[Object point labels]
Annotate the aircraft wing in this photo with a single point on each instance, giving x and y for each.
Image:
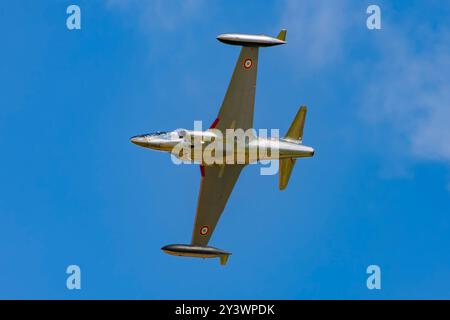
(215, 188)
(236, 111)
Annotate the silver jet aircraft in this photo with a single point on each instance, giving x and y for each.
(219, 177)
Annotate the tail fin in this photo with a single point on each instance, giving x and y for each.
(282, 35)
(286, 166)
(295, 133)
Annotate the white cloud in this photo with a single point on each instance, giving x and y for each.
(317, 29)
(408, 89)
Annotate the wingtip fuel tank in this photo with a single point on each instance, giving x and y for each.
(253, 40)
(186, 250)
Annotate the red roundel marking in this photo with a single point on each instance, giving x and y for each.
(204, 230)
(248, 64)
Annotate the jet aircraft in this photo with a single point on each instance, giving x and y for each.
(218, 178)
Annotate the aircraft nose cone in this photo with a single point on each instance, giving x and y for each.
(138, 140)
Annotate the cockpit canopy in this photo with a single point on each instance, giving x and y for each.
(169, 135)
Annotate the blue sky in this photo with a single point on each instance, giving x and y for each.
(76, 191)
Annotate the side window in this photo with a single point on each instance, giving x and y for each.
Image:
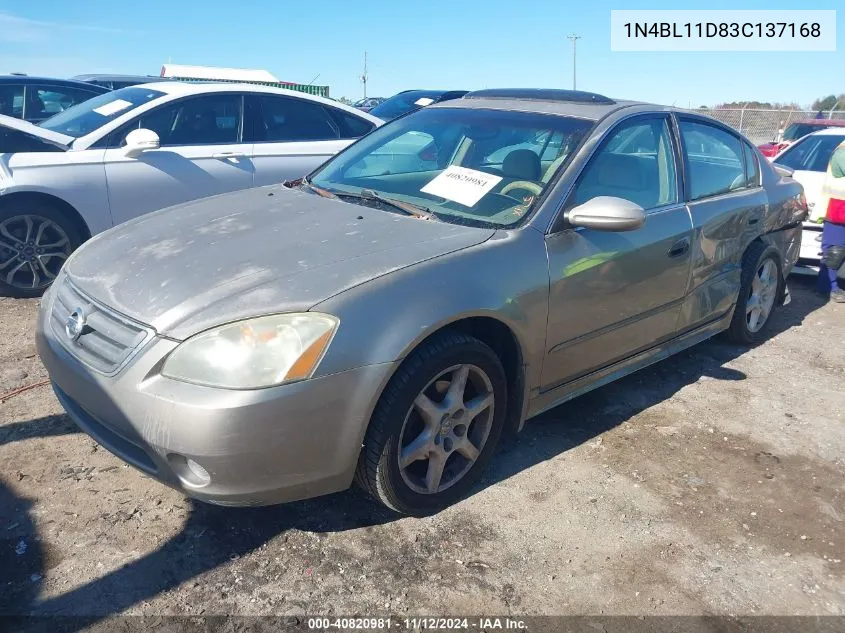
(290, 119)
(11, 100)
(207, 120)
(636, 163)
(752, 167)
(350, 125)
(714, 158)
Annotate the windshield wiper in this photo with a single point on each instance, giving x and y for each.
(303, 182)
(415, 210)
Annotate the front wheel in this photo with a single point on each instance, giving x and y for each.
(436, 425)
(760, 287)
(35, 241)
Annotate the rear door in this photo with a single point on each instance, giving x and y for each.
(293, 136)
(613, 295)
(202, 154)
(728, 205)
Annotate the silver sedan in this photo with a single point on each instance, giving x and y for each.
(385, 319)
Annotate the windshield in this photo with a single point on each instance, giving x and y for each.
(475, 167)
(405, 102)
(811, 153)
(90, 115)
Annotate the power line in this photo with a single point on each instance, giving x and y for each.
(574, 39)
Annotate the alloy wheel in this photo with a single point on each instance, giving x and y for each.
(32, 251)
(446, 429)
(764, 287)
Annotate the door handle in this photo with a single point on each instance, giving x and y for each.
(228, 155)
(679, 248)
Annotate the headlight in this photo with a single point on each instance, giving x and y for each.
(255, 353)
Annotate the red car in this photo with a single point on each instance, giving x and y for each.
(796, 130)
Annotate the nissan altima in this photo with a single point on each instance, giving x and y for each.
(387, 319)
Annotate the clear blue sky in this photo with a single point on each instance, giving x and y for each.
(426, 44)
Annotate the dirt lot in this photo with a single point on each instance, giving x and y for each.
(711, 483)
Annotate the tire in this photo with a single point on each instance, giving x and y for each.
(433, 371)
(24, 270)
(755, 291)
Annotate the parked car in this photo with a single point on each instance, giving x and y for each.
(138, 149)
(277, 343)
(411, 100)
(796, 130)
(368, 103)
(38, 98)
(115, 82)
(808, 159)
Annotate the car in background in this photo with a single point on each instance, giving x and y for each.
(796, 130)
(115, 82)
(807, 159)
(410, 100)
(280, 343)
(38, 98)
(368, 103)
(134, 150)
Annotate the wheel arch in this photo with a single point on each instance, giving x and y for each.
(10, 199)
(504, 341)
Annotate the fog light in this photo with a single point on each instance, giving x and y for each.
(189, 472)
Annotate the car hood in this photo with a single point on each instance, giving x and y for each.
(56, 138)
(193, 266)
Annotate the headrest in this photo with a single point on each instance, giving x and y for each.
(522, 164)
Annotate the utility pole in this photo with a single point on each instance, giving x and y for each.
(574, 39)
(364, 75)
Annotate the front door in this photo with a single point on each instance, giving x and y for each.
(615, 294)
(202, 154)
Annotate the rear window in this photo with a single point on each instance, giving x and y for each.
(90, 115)
(405, 102)
(794, 131)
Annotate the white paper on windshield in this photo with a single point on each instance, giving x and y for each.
(464, 186)
(113, 107)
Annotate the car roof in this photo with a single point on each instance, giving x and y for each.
(830, 131)
(582, 105)
(822, 122)
(142, 78)
(69, 83)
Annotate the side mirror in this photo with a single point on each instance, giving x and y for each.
(139, 141)
(607, 213)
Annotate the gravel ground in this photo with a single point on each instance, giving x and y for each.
(711, 483)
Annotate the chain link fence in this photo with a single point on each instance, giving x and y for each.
(761, 126)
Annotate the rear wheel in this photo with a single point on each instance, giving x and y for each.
(436, 425)
(761, 286)
(35, 241)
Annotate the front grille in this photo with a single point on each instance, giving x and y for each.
(107, 339)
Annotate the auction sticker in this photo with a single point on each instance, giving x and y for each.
(113, 107)
(462, 185)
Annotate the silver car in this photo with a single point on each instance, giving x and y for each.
(388, 318)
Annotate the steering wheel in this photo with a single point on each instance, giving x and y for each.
(533, 187)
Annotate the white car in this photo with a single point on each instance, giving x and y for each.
(142, 148)
(808, 158)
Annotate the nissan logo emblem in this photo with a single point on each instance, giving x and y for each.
(75, 324)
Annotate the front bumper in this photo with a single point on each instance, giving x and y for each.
(256, 447)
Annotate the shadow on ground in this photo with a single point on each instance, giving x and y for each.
(229, 532)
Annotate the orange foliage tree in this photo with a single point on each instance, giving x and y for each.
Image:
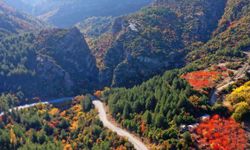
(220, 134)
(202, 79)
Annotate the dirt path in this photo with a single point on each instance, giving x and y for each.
(103, 117)
(230, 80)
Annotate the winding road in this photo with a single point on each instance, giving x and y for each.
(102, 115)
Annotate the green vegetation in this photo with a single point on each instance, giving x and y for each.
(45, 127)
(157, 108)
(239, 102)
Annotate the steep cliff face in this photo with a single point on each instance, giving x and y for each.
(232, 33)
(52, 63)
(65, 13)
(156, 39)
(12, 21)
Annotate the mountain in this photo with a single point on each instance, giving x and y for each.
(52, 63)
(65, 13)
(155, 39)
(231, 35)
(12, 21)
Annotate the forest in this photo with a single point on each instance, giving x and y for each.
(48, 127)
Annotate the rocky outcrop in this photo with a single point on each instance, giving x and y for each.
(157, 38)
(57, 63)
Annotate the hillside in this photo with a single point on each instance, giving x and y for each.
(66, 13)
(52, 63)
(53, 128)
(155, 39)
(12, 21)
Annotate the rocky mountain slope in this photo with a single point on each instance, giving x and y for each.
(52, 63)
(65, 13)
(154, 39)
(12, 21)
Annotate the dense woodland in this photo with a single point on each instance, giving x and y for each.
(157, 108)
(46, 127)
(160, 67)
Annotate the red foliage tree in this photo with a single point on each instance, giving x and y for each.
(220, 134)
(202, 79)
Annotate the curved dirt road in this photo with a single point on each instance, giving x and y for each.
(103, 117)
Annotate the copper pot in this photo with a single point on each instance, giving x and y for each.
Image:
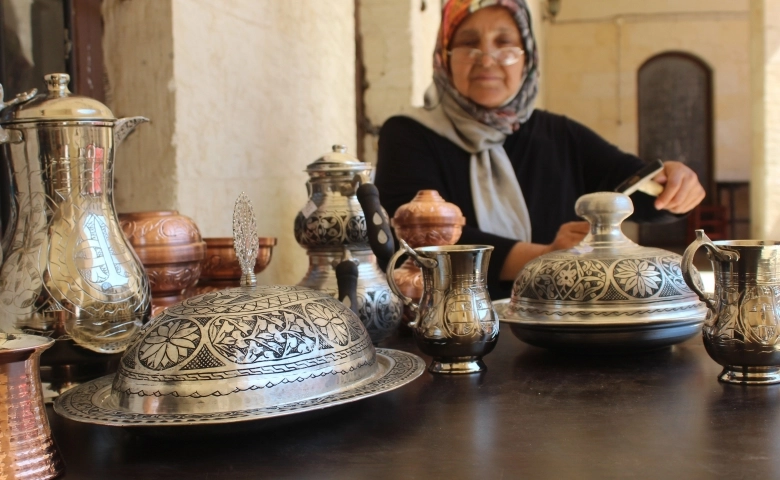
(171, 249)
(427, 220)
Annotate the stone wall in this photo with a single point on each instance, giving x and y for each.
(242, 94)
(765, 104)
(594, 51)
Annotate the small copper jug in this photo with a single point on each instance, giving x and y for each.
(27, 450)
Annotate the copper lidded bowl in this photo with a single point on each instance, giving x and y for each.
(243, 353)
(607, 293)
(170, 248)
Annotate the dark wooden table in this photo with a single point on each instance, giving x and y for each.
(533, 414)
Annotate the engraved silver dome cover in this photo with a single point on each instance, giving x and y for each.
(606, 279)
(246, 347)
(241, 353)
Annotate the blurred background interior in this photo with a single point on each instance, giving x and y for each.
(243, 94)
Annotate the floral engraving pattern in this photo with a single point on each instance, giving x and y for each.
(265, 326)
(81, 403)
(591, 280)
(331, 228)
(169, 344)
(569, 280)
(283, 334)
(638, 277)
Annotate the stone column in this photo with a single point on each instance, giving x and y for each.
(242, 95)
(765, 93)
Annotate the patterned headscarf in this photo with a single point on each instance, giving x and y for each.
(508, 117)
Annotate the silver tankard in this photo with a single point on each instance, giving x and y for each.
(741, 329)
(455, 321)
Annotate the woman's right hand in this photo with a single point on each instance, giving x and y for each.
(569, 234)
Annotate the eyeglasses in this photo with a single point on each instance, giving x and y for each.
(504, 56)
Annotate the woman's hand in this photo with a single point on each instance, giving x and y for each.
(682, 190)
(569, 234)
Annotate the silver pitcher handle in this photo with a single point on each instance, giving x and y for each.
(13, 136)
(425, 262)
(686, 266)
(125, 126)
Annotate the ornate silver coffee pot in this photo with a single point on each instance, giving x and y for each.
(343, 225)
(67, 270)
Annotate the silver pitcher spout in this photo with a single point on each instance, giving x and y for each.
(125, 126)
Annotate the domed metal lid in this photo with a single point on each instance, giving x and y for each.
(337, 160)
(607, 278)
(244, 353)
(244, 347)
(57, 104)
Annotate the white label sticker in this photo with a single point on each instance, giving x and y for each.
(308, 209)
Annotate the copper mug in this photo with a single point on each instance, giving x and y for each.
(27, 450)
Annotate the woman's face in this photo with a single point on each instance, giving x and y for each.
(486, 82)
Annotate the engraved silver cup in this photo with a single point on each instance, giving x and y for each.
(455, 321)
(27, 450)
(741, 329)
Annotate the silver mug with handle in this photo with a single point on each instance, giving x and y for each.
(741, 331)
(455, 321)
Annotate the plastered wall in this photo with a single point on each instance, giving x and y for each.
(243, 94)
(765, 104)
(594, 50)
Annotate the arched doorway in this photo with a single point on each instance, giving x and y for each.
(675, 123)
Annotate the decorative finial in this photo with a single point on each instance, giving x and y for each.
(245, 239)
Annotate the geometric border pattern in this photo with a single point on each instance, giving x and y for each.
(83, 403)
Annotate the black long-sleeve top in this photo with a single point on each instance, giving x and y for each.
(556, 160)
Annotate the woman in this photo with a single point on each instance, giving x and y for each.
(515, 172)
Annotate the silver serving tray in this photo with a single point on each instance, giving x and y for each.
(600, 336)
(91, 402)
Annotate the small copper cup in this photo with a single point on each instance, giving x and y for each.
(27, 449)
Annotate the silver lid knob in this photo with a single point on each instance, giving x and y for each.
(245, 239)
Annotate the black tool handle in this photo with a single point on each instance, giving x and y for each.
(379, 235)
(346, 279)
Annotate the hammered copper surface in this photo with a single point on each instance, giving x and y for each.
(27, 449)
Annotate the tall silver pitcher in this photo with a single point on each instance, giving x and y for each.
(67, 270)
(742, 329)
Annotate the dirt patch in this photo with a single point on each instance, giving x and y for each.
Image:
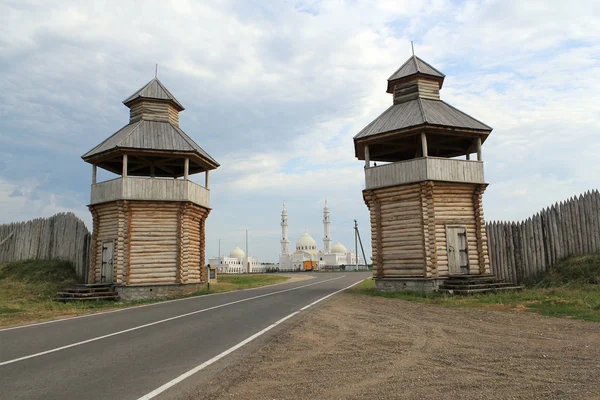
(297, 277)
(361, 347)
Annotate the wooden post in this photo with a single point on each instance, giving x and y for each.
(424, 144)
(124, 166)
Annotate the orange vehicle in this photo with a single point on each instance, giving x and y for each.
(310, 265)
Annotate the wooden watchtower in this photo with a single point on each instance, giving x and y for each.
(425, 193)
(148, 224)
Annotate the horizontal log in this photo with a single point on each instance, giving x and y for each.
(153, 270)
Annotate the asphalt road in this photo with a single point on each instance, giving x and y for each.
(130, 353)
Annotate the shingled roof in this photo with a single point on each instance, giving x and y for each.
(154, 90)
(150, 135)
(413, 66)
(420, 112)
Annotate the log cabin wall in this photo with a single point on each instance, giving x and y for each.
(152, 110)
(460, 204)
(109, 224)
(408, 228)
(397, 233)
(154, 242)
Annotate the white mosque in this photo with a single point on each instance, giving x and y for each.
(237, 263)
(307, 255)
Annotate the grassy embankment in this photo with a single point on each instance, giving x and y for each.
(570, 290)
(27, 290)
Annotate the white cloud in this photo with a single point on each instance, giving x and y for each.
(275, 91)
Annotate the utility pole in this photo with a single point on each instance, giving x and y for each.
(356, 242)
(362, 248)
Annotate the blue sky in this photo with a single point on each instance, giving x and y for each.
(275, 91)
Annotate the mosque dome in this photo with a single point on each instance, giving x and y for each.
(306, 242)
(339, 248)
(237, 253)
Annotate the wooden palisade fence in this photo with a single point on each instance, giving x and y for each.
(63, 236)
(522, 250)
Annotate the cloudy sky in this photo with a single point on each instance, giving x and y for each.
(275, 91)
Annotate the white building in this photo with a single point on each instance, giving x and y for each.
(237, 263)
(307, 251)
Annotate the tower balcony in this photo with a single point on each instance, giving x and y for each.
(156, 189)
(424, 169)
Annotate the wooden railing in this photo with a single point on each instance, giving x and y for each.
(523, 250)
(158, 189)
(425, 168)
(63, 236)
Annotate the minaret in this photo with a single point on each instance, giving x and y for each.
(326, 225)
(284, 240)
(147, 230)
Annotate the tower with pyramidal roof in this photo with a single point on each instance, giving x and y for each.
(148, 224)
(424, 192)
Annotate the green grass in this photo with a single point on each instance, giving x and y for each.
(566, 292)
(27, 290)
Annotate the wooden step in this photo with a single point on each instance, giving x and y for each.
(88, 290)
(480, 291)
(92, 285)
(85, 295)
(475, 285)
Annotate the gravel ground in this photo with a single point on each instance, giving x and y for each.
(360, 347)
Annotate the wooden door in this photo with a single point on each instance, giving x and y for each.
(107, 262)
(458, 256)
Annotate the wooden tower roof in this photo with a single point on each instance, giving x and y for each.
(153, 139)
(417, 108)
(153, 90)
(413, 66)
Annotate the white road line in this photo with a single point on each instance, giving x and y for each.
(160, 322)
(140, 306)
(205, 364)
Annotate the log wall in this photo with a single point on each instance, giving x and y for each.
(397, 231)
(524, 250)
(108, 219)
(413, 89)
(155, 242)
(63, 236)
(408, 228)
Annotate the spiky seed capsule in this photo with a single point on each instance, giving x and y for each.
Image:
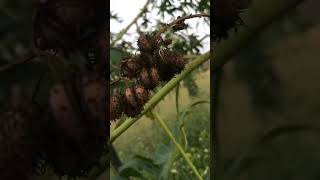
(147, 43)
(130, 67)
(144, 77)
(64, 114)
(149, 78)
(130, 97)
(142, 95)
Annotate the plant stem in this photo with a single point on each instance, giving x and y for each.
(160, 95)
(215, 161)
(172, 138)
(124, 31)
(180, 19)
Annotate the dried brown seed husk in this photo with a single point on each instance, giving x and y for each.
(130, 67)
(142, 95)
(19, 153)
(65, 25)
(149, 78)
(147, 43)
(75, 142)
(130, 97)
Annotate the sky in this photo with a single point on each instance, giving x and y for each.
(127, 11)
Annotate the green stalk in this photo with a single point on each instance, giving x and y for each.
(172, 138)
(160, 95)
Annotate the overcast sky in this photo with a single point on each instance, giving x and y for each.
(128, 9)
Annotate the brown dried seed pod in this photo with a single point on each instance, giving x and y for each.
(130, 67)
(149, 78)
(16, 150)
(18, 143)
(142, 95)
(77, 132)
(64, 114)
(147, 43)
(61, 25)
(130, 97)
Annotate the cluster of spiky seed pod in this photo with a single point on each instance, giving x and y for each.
(18, 153)
(147, 70)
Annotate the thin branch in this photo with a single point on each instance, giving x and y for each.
(161, 94)
(179, 20)
(123, 32)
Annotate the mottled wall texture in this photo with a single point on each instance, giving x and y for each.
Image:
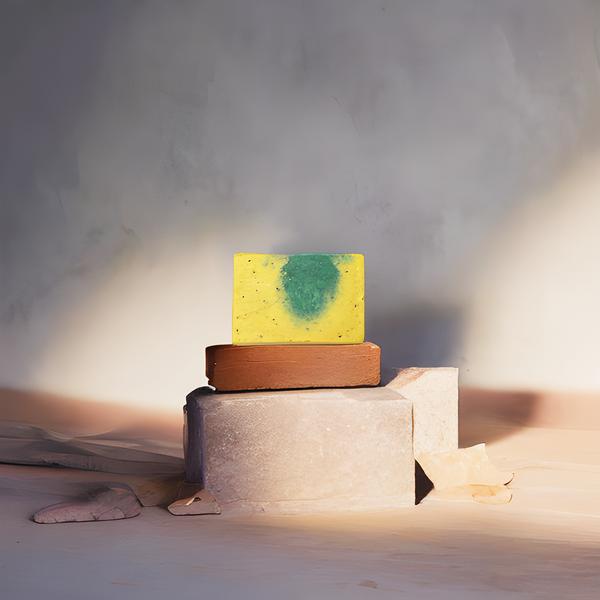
(453, 142)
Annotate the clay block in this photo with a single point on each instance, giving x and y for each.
(434, 394)
(298, 298)
(303, 451)
(273, 367)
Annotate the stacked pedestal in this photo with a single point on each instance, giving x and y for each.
(262, 442)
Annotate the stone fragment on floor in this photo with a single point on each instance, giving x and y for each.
(466, 474)
(192, 500)
(104, 504)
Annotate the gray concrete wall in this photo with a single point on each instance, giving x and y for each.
(143, 143)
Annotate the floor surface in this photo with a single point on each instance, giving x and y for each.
(544, 544)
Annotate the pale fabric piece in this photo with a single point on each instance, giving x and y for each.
(106, 504)
(434, 394)
(306, 451)
(467, 473)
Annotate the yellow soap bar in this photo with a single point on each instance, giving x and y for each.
(298, 298)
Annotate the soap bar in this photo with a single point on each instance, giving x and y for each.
(298, 298)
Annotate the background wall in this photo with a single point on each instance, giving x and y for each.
(455, 143)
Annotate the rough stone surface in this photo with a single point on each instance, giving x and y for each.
(105, 504)
(308, 451)
(434, 394)
(289, 366)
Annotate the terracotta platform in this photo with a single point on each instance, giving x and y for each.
(274, 367)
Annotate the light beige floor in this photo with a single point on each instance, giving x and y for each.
(545, 544)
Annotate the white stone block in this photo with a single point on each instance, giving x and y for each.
(304, 451)
(434, 394)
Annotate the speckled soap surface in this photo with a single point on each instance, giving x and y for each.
(298, 298)
(308, 451)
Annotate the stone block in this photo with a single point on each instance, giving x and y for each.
(302, 451)
(434, 395)
(298, 298)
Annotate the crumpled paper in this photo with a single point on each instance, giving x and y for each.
(466, 474)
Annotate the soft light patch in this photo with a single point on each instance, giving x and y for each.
(298, 298)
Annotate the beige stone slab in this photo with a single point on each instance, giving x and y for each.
(306, 451)
(434, 394)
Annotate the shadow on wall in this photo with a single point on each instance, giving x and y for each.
(415, 337)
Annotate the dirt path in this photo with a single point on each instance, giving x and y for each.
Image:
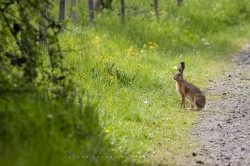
(224, 132)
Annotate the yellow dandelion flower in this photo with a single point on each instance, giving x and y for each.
(175, 40)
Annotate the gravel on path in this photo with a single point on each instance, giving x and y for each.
(224, 131)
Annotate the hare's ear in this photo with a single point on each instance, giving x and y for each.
(181, 67)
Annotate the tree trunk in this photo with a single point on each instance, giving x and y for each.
(62, 6)
(123, 10)
(156, 8)
(91, 10)
(73, 11)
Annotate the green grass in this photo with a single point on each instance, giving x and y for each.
(126, 70)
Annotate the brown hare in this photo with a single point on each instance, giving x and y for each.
(189, 91)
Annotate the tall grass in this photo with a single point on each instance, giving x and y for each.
(126, 71)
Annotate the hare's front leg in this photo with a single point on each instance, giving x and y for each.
(183, 102)
(191, 106)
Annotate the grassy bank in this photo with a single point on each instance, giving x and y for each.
(126, 71)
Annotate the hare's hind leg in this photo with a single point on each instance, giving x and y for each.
(183, 102)
(191, 106)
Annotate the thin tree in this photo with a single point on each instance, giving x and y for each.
(73, 11)
(179, 2)
(123, 10)
(91, 11)
(156, 8)
(62, 5)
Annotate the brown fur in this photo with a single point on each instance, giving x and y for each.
(188, 91)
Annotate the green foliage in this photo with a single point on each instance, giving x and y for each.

Written request
Repeat, with no changes, each line from the one with "Annotate the brown hare" to the end of the listing, including both ends and nothing else.

Complete response
Annotate the brown hare in this photo with a single point on each instance, giving x and y for each.
(189, 91)
Annotate the tall grass in this photo with a single point on each instance, giving x and y for each.
(126, 71)
Annotate the hare's front leg in this photo with a single point on each instance, giving x and y for each.
(183, 102)
(191, 106)
Annotate the grassy bank in this photo with a single point on each instance, giving x and y for each.
(126, 71)
Annotate the hare's hind leg in this photo with a single point on each instance, giving x and y for each.
(183, 102)
(191, 106)
Annotate the thin tree in this photo with a single point on each instance, giving x and y for each.
(73, 11)
(179, 2)
(123, 10)
(91, 11)
(156, 8)
(62, 5)
Annotate the brown fur in this photo with a single point on each instance, giving x and y for each.
(188, 91)
Annotate the green foliage in this photo with a single point on each instance, giving x and y for each.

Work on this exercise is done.